(Data provided)

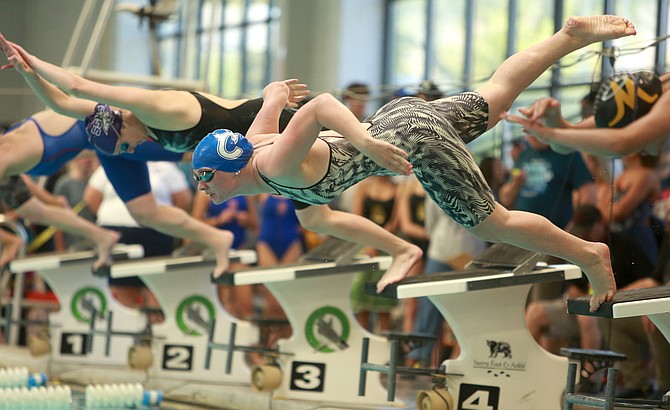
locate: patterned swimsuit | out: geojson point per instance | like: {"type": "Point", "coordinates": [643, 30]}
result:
{"type": "Point", "coordinates": [434, 134]}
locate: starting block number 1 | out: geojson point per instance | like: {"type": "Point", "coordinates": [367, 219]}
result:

(End Data provided)

**Your task**: Take the line that contains "locate: starting block" and each line after it through the end of the records, and repeat them all exactly. Nothing else.

**Your response**:
locate: starting block number 1 | out: geojson point per instance | like: {"type": "Point", "coordinates": [367, 219]}
result:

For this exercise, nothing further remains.